Exercise instructions
Without changing a single character, copy every record below.

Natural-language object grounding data
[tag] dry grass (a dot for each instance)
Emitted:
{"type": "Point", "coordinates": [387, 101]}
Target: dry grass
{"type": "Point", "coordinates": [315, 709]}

Response for this exercise
[tag] dry grass (a dot for each instance)
Emitted:
{"type": "Point", "coordinates": [387, 101]}
Target: dry grass
{"type": "Point", "coordinates": [315, 709]}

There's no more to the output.